- Work required: Your job is to set down the stretch of entries that opens with the line containing "Target: tail feather" and closes with the line containing "Form: x=11 y=58". Keep both end lines, copy each exactly, and add nothing.

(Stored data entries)

-.-.-

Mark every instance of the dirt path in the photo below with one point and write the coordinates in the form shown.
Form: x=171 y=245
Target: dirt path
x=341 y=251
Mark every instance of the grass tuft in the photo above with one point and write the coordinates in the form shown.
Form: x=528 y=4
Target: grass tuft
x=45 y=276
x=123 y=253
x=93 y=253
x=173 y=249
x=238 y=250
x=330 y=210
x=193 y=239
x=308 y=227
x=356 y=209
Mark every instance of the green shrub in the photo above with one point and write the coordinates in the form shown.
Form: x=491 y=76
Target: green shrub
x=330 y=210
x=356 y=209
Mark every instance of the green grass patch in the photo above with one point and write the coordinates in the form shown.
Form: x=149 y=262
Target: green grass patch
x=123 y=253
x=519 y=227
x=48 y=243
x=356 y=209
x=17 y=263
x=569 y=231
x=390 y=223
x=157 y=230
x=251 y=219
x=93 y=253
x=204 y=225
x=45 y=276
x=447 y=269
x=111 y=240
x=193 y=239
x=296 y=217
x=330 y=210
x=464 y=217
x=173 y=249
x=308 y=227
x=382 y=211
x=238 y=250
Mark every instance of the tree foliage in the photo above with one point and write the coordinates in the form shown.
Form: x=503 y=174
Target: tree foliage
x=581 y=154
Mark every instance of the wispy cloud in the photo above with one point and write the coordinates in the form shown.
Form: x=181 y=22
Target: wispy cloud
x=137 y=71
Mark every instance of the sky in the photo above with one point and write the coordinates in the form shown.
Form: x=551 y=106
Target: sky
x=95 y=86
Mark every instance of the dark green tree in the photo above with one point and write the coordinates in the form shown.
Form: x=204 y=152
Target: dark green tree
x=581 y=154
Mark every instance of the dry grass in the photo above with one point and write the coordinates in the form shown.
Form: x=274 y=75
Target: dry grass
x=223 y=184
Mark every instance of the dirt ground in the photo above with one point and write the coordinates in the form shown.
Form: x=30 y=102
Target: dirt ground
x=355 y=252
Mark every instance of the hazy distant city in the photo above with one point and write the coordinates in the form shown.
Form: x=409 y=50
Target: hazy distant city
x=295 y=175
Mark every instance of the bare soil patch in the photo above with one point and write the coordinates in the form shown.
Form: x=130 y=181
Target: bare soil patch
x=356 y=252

-.-.-

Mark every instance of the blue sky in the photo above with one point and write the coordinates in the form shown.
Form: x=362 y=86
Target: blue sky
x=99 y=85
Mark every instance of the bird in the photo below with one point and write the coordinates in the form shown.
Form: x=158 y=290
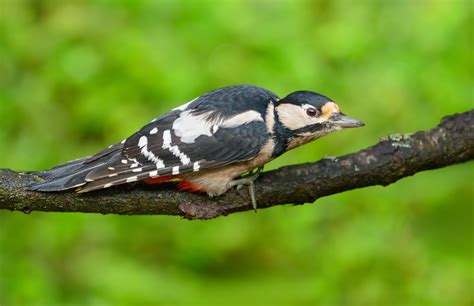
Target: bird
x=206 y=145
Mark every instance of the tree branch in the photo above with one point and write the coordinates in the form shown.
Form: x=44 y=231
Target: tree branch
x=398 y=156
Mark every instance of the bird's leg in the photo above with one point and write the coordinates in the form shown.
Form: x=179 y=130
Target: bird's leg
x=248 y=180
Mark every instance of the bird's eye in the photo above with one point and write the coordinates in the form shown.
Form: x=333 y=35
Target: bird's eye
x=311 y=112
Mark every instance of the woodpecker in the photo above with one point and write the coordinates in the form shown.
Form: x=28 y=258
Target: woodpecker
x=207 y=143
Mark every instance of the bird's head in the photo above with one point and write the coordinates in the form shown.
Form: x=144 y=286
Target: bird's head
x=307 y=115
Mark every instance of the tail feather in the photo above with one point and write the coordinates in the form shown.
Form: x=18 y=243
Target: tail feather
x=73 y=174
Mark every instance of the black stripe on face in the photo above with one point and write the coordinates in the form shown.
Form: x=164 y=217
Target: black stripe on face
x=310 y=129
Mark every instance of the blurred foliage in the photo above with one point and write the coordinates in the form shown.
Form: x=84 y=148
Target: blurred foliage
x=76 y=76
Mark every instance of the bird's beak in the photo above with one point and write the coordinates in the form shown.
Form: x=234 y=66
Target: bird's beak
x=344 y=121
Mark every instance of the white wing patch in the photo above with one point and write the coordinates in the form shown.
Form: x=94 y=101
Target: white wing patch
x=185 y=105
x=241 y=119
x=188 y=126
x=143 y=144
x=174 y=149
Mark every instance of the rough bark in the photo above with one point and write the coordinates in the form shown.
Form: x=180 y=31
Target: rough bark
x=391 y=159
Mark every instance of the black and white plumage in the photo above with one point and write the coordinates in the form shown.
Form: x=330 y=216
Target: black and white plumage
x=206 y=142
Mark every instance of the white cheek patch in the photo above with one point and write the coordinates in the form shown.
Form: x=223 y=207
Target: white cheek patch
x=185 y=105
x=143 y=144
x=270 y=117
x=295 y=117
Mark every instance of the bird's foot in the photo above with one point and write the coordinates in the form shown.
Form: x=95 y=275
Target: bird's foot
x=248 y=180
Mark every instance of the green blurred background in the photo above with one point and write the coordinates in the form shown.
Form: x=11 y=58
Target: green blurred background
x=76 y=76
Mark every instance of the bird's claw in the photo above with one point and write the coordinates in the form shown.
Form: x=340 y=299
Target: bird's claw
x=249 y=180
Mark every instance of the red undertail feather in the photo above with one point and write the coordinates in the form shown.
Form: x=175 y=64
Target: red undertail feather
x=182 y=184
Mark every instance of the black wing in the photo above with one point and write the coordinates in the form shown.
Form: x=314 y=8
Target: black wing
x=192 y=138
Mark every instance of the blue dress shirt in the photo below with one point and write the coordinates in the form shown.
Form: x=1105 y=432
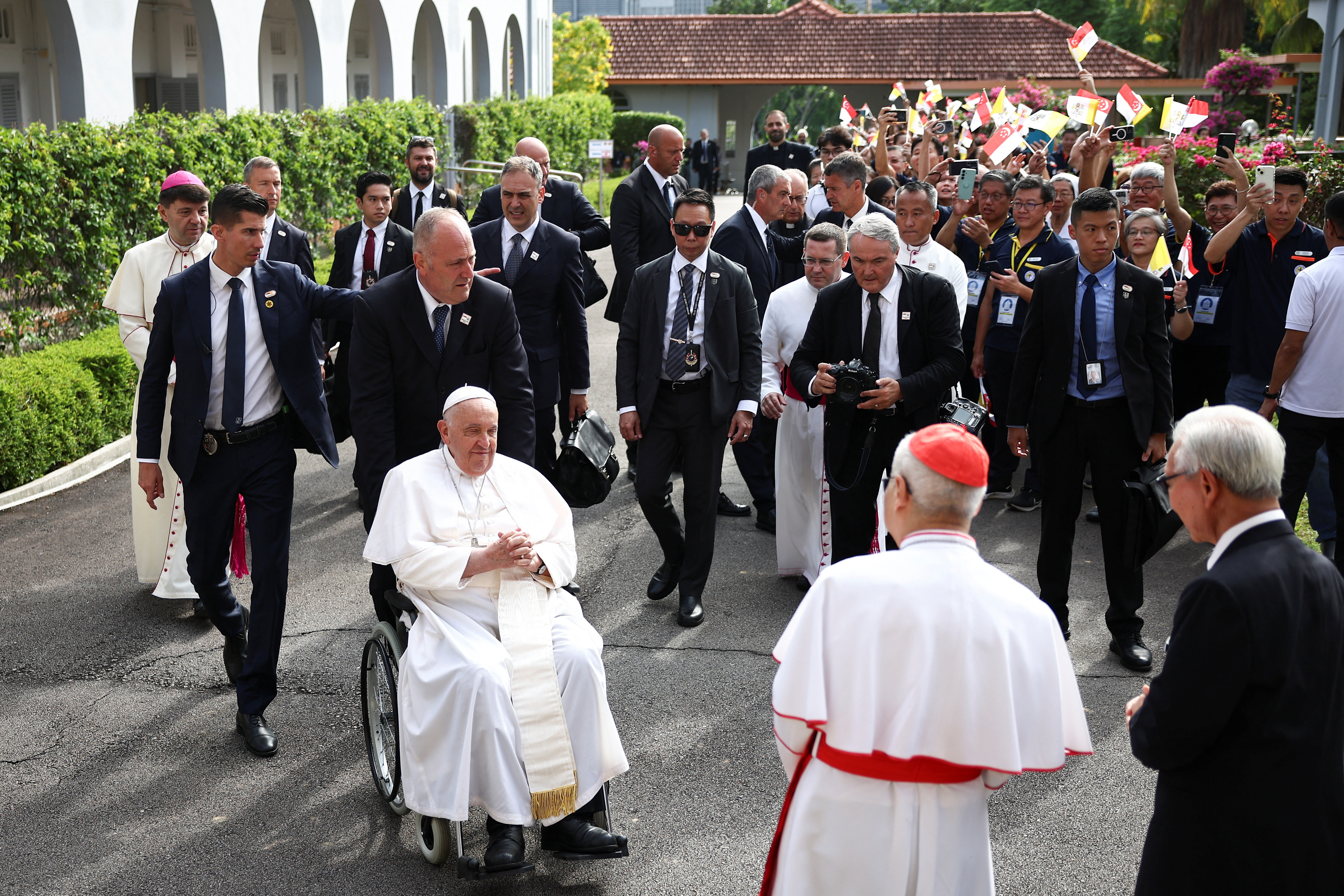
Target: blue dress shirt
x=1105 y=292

-.-.-

- Written answer:
Target: tail feather
x=73 y=174
Mark every instance of the black stripe on face in the photo above with one point and write the coordinates in the form shown.
Form: x=164 y=217
Target: black stripe on face
x=310 y=129
Mark every instance of the blurred foliage in the photo above with one point and write the coordinates in the form shown.
Form: x=84 y=148
Target: blurred foliage
x=76 y=76
Mark every instance of the bird's beak in the photo above with one point and write the coordinates in the form shown.
Form: x=234 y=66
Target: bird's beak
x=344 y=121
Mark every instance of the white wing patch in the photo above with one point and write the coordinates in the form shown.
Form: x=94 y=101
Target: white wing patch
x=185 y=105
x=241 y=119
x=188 y=126
x=143 y=144
x=174 y=149
Mark every instance of the rough bark in the photo above with one point and write the coordinates in the form shown.
Form: x=180 y=31
Target: rough bark
x=391 y=159
Mark every instance of the black and white plumage in the photo above with one point and write the coordinates in the form shown.
Form: x=330 y=216
Target: black and white plumage
x=206 y=142
Mark every instance of the white cheek patch in the photo above with one point and write the coordinates in the form shown.
Form: x=223 y=207
Target: white cheek patch
x=185 y=105
x=143 y=144
x=270 y=117
x=295 y=117
Mark every instance of the bird's foot in the photo above with one point and write the coordinates in the form shown.
Form: x=95 y=275
Target: bird's foot
x=248 y=180
Mark every instance of the green blurred background in the photo above with one point and write the coordinates in the form shown.
Form: x=11 y=58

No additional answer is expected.